_What this task involves_. Search the listing below for the word "church" and return each line that contains it.

*** Block opens ***

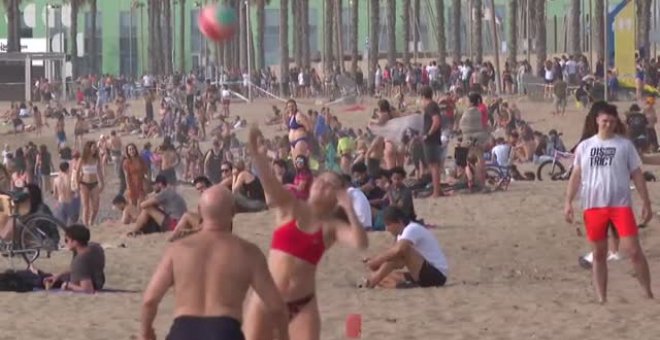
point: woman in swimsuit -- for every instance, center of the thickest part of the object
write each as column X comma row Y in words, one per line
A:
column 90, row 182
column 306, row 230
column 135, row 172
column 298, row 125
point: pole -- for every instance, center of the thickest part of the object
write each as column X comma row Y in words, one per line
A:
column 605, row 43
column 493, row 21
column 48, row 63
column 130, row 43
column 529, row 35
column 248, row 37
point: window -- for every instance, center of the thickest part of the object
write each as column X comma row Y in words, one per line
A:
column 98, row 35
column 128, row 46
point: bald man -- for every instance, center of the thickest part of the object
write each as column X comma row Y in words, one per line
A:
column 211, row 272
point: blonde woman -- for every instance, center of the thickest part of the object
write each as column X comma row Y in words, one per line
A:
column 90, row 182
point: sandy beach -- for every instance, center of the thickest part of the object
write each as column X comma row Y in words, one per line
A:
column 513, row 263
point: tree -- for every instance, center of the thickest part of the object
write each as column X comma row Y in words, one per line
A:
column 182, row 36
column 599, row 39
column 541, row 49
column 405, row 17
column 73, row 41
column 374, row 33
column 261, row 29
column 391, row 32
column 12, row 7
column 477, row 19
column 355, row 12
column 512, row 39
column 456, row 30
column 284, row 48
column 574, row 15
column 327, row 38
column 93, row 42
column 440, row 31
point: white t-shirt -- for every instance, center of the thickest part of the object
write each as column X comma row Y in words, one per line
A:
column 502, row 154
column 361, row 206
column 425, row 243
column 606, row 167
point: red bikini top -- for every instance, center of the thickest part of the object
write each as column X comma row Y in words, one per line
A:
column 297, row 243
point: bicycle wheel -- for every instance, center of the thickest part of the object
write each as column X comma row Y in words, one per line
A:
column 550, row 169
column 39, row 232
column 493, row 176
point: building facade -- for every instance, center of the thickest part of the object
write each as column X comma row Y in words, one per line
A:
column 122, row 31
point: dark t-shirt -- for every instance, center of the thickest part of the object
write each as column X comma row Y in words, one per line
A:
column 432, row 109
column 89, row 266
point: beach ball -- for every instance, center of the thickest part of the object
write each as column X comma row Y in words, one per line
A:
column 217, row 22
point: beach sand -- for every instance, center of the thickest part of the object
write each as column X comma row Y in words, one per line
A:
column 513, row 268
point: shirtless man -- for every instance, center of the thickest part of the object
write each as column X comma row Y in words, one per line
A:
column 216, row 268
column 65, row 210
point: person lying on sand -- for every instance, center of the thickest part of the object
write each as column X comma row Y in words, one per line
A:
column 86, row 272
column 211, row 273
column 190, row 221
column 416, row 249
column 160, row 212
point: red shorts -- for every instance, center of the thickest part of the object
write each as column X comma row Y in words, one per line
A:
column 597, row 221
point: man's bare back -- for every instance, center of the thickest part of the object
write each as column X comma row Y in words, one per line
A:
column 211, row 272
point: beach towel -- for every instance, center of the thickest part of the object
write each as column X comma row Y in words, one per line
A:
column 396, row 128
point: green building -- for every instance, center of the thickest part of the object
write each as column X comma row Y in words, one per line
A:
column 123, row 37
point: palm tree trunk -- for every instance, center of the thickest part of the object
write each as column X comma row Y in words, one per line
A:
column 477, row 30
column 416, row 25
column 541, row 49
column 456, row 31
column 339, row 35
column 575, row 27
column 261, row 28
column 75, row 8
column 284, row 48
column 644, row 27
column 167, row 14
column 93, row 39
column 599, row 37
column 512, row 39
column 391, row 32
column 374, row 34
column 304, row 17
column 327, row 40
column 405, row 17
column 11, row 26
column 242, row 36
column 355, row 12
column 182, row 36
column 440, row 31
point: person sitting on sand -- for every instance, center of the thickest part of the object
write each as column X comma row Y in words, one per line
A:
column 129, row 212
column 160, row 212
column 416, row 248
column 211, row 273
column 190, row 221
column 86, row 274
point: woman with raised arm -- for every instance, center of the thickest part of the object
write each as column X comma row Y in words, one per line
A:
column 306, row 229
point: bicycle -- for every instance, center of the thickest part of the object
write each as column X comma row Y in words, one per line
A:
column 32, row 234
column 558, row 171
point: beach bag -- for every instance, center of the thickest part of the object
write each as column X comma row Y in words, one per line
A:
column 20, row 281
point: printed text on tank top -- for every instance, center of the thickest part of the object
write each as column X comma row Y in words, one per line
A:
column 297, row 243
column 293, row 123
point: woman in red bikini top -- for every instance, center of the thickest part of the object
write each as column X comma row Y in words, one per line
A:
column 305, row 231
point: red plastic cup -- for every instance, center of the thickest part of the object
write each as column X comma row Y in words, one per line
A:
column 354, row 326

*** Block closes ***
*** Block opens ***

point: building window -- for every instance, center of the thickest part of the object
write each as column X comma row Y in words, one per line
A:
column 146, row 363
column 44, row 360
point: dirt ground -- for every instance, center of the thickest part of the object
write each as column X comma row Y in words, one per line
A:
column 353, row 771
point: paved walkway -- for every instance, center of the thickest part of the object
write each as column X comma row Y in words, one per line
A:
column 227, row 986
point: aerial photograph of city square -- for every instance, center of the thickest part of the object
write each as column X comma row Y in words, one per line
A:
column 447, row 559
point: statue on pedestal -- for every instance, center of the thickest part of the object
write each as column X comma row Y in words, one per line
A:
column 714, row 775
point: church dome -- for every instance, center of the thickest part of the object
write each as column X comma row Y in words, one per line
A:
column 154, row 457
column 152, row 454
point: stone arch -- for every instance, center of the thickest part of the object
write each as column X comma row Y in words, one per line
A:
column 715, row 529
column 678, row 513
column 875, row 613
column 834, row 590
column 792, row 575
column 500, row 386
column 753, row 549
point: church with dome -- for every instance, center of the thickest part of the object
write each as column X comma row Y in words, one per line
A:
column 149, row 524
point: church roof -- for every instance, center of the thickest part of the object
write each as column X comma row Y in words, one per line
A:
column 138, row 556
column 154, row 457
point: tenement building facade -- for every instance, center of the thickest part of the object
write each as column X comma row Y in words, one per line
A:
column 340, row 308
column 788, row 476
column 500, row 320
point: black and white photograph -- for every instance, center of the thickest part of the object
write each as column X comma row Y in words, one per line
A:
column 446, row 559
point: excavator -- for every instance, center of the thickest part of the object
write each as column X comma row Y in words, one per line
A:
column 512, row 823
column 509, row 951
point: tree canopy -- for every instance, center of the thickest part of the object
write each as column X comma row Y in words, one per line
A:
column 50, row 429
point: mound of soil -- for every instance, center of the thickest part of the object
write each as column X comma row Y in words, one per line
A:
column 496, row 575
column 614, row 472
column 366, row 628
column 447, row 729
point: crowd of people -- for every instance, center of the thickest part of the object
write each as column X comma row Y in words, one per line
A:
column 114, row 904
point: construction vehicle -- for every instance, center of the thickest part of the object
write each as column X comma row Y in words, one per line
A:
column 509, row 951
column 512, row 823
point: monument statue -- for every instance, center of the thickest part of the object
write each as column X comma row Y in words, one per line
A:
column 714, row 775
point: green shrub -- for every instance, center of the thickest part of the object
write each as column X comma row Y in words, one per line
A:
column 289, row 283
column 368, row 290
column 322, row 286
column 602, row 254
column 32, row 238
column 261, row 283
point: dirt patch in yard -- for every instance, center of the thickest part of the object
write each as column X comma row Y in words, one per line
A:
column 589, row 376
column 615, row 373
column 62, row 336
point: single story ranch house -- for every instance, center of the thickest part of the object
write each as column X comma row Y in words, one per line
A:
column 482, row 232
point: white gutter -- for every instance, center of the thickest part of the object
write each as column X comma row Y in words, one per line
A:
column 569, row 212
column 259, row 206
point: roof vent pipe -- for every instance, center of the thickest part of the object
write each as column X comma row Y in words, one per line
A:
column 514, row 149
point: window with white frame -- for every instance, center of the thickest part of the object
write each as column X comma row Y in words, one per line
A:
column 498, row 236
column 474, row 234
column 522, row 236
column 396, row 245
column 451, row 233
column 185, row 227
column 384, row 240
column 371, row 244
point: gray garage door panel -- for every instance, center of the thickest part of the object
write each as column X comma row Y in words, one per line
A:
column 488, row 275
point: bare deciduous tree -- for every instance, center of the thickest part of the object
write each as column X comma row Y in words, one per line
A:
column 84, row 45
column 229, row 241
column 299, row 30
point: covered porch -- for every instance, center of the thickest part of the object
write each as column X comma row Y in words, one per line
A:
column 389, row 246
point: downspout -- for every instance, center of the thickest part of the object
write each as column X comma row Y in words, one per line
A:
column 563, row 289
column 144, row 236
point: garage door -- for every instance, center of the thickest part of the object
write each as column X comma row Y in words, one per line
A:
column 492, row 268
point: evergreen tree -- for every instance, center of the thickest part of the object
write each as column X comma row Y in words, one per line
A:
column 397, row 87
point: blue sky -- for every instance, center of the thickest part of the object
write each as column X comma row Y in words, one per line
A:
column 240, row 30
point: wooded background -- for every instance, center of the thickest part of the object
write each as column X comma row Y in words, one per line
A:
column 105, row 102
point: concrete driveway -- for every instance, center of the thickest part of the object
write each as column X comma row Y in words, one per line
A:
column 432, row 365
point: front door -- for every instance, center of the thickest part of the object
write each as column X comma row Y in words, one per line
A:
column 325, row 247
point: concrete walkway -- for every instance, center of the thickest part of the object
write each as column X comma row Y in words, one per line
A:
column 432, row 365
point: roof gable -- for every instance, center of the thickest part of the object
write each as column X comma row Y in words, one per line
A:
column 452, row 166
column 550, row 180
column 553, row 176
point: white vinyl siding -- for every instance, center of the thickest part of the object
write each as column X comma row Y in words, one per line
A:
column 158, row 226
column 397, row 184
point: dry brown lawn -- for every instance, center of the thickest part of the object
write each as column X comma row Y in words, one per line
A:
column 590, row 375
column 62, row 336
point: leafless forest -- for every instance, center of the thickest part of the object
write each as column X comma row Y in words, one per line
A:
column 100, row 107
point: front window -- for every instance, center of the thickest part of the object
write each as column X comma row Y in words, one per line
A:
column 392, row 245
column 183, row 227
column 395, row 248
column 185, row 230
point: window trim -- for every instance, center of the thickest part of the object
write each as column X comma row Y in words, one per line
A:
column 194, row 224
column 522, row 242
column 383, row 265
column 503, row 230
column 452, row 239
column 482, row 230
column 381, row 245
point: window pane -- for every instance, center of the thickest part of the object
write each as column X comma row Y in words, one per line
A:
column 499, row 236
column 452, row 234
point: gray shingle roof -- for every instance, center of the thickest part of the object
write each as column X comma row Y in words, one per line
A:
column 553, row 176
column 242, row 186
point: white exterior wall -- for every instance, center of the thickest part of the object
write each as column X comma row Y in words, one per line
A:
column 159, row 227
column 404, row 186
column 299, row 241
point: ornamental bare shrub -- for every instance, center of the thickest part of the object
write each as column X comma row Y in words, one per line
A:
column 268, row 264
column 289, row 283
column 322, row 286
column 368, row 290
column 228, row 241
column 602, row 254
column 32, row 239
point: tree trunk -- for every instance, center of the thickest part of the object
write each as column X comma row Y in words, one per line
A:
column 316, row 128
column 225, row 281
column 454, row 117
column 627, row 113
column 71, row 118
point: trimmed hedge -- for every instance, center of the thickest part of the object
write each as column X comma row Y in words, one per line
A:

*** Block closes ***
*** Block opens ***

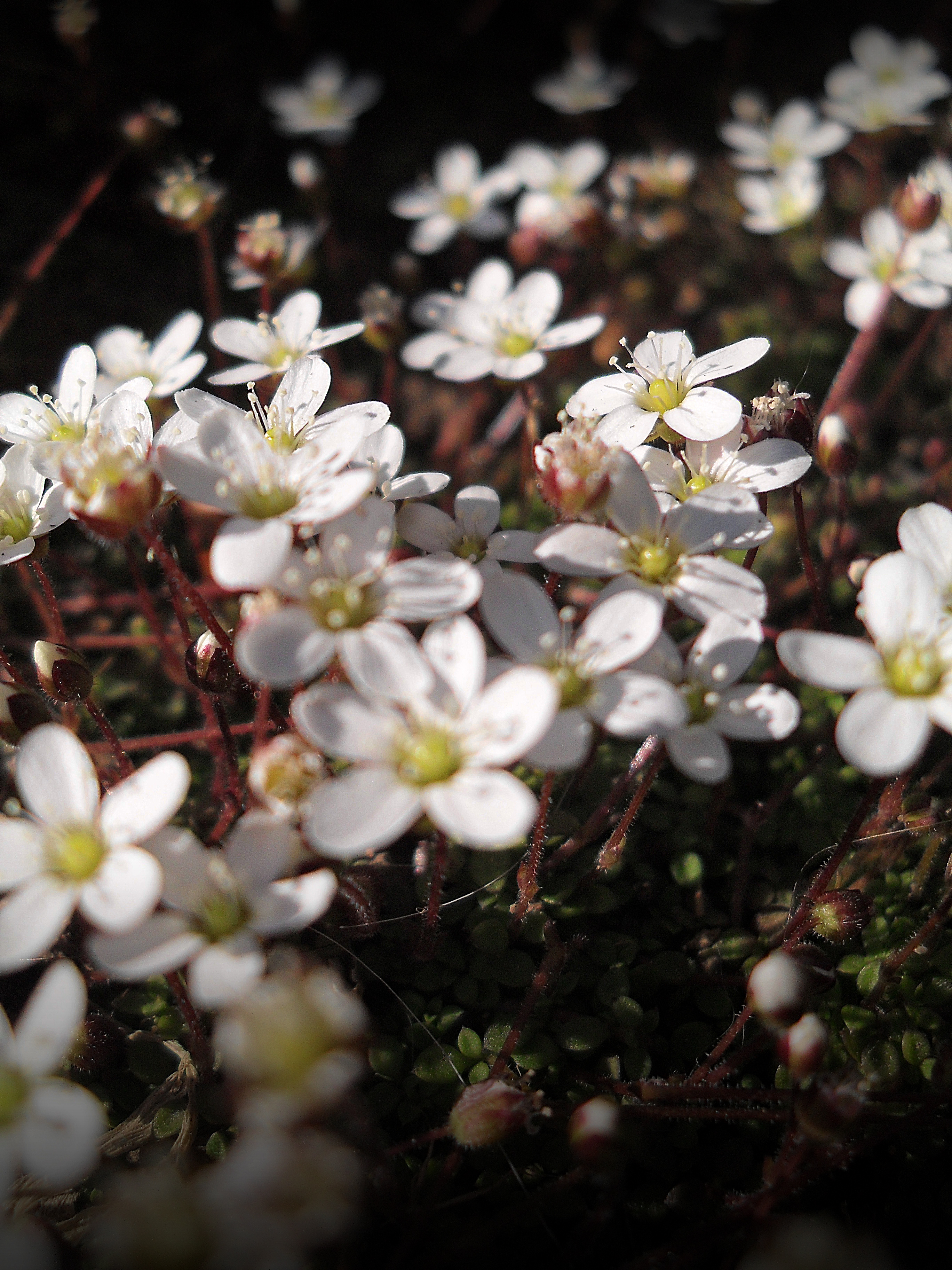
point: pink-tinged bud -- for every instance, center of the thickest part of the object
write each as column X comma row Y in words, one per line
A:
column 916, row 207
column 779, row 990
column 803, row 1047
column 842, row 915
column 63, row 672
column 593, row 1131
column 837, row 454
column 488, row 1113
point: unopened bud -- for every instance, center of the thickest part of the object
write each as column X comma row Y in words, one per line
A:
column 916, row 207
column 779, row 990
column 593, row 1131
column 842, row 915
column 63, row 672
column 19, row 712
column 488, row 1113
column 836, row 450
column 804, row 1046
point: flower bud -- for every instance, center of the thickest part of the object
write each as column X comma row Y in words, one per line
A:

*** Block closes ***

_Answer to this problem_.
point: church dome -- for every instance, center of the thickest part of the object
point: church with dome -- for every instance, center of the thickest part of the object
point: church roof -- for every instance, center of the thickest part of the object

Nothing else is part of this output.